== Segment start ==

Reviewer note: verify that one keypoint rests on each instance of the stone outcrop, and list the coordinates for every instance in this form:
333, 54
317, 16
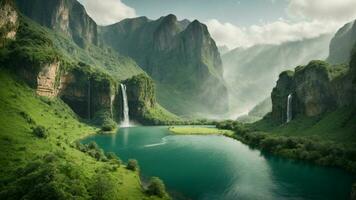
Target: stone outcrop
316, 89
66, 16
8, 21
285, 86
313, 89
178, 55
140, 91
342, 43
46, 80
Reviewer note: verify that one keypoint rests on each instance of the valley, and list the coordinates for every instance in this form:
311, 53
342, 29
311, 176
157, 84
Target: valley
155, 108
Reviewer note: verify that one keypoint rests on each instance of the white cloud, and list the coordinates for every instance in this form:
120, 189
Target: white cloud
323, 10
270, 33
106, 12
307, 19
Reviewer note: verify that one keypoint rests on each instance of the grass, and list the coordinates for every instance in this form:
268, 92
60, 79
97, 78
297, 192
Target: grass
186, 130
338, 126
22, 110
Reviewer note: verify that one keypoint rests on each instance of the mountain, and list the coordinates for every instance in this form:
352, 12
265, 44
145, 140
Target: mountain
66, 61
342, 44
257, 112
223, 49
250, 73
180, 56
66, 16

== Segment end ==

**Work task:**
Output, exactly, all the records above; include no pictures.

**Response to the task:**
Reviewer note: verify that one keypoint rests on each instance of the stone outcrop, and list the coordinates for every instance in this form:
333, 54
317, 16
Target: stone outcrop
316, 89
66, 16
8, 21
285, 86
313, 89
178, 55
140, 91
342, 43
46, 80
Reviewer note: verify that one keypoint rests on each instance of the valley, and list the coordinates for every instance in this form:
311, 53
342, 29
311, 176
157, 84
Target: valley
155, 108
Reviewer note: verify that one keypoint rests on each instance of the white cloud, and list the coordinates for every instance in this form:
120, 189
Target: white cloud
323, 10
270, 33
106, 12
307, 19
Reviewer note: verify that one keypoint rests on each instance of the grass, and list the coordinates for every instance in this form:
268, 92
60, 79
97, 78
297, 192
Target: grass
186, 130
338, 126
22, 110
Reviewer note: verify that one keypoint rests on each instance of the mountain, and list the coordinates for every instance in this form:
352, 12
265, 44
145, 140
Target: mountain
66, 61
342, 44
257, 112
223, 49
250, 73
180, 56
66, 16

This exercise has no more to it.